Source extract.

Content starts

Evaluation using LDCT IQA
Prerequisite
This example assumes you have:
- the package
ldct-benchmark
installed - the LDCT dataset downloaded to a folder
path/to/ldct-data
- The environment variable
LDCTBENCH_DATAFOLDER
set to that folder
Please refer to Getting Started for instructions on how to do these steps.
Besides the standard full-reference IQA metrics (SSIM, PSNR, VIF), we also support evaluation using a specialized model for no-reference perceptual image quality assessment of low-dose CT images. This model was the winning entry (agaldran1) of the Low-dose Computed Tomography Perceptual Image Quality Assessment Grand Challenge 20232 which was organized in conjunction with MICCAI 2023.

Content ends

Information shown.
Content starts

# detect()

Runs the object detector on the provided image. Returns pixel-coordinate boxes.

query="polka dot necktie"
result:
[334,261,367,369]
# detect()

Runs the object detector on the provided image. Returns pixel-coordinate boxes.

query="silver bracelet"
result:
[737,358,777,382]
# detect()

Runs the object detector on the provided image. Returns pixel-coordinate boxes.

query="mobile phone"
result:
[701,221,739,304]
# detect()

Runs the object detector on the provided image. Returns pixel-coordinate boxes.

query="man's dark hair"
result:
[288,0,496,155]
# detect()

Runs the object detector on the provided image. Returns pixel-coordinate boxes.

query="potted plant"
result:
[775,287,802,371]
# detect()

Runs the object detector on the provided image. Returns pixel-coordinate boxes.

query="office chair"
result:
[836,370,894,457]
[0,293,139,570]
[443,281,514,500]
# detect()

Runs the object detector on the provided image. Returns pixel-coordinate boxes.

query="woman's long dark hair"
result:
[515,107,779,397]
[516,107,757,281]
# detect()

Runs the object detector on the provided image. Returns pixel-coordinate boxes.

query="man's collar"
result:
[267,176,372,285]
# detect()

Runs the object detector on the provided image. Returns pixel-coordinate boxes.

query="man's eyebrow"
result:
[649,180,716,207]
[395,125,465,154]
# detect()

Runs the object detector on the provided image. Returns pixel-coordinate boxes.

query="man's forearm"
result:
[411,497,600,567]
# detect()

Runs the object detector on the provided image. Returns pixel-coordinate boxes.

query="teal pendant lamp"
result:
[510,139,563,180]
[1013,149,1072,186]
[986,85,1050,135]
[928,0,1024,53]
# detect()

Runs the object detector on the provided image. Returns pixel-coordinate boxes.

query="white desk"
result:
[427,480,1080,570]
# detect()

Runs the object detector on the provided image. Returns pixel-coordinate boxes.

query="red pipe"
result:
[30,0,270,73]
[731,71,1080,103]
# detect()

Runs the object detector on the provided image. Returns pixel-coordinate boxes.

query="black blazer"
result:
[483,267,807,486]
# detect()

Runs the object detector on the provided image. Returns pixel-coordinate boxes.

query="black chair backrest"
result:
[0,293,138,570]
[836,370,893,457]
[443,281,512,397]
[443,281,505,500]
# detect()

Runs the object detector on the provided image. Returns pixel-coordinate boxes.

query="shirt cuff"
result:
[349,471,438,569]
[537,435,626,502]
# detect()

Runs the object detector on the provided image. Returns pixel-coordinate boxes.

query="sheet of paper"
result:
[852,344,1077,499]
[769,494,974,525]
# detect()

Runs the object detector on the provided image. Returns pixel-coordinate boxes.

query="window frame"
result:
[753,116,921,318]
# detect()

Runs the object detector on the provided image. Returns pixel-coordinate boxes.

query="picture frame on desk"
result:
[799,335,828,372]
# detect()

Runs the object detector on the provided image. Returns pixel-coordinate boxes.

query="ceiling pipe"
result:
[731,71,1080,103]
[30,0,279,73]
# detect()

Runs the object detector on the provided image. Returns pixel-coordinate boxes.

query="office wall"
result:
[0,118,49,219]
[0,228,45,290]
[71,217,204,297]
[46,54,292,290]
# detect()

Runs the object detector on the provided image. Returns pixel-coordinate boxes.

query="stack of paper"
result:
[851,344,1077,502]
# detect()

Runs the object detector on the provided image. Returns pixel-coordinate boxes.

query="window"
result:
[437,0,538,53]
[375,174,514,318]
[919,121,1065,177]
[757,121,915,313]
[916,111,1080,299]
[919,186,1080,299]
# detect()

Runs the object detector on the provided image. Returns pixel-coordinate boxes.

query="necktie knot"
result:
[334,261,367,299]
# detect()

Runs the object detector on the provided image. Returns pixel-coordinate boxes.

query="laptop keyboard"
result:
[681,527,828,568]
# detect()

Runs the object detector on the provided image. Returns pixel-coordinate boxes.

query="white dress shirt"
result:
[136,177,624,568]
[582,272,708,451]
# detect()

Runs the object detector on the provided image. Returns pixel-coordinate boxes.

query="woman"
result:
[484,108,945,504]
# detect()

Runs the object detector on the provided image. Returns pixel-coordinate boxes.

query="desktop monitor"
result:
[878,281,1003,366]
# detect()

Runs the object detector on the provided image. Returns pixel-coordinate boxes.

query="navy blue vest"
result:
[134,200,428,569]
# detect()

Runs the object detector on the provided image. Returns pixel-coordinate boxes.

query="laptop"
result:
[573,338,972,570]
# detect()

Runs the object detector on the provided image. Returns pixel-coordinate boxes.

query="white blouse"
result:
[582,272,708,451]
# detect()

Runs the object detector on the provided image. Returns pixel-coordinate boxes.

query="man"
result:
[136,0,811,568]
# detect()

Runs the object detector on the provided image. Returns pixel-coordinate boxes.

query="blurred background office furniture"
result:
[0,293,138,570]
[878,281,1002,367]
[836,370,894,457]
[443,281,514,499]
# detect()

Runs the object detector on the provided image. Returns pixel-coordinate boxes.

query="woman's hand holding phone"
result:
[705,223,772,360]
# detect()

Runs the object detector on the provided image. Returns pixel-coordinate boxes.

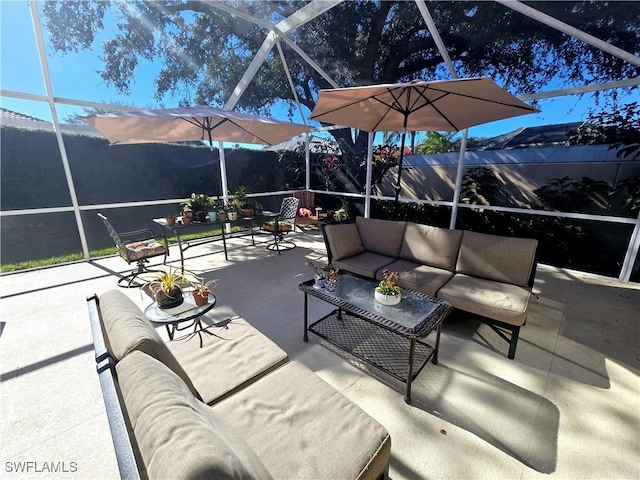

Content ends

Apply what you read.
• A. Using the page on LDCT IQA evaluation, explain in one to three sentences why the reader is pointed to Getting Started.
• B. Repeat the passage of the page on LDCT IQA evaluation that starts at "Evaluation using LDCT" and runs up to and including "do these steps.".

Results for the exercise.
• A. Getting Started gives the instructions for the prerequisite steps the example assumes. These steps are installing the ldct-benchmark package, downloading the LDCT dataset to a folder at path/to/ldct-data, and setting the environment variable LDCTBENCH_DATAFOLDER to that folder.

• B.
Evaluation using LDCT IQA
Prerequisite
This example assumes you have:
- the package
ldct-benchmark
installed - the LDCT dataset downloaded to a folder
path/to/ldct-data
- The environment variable
LDCTBENCH_DATAFOLDER
set to that folder
Please refer to Getting Started for instructions on how to do these steps.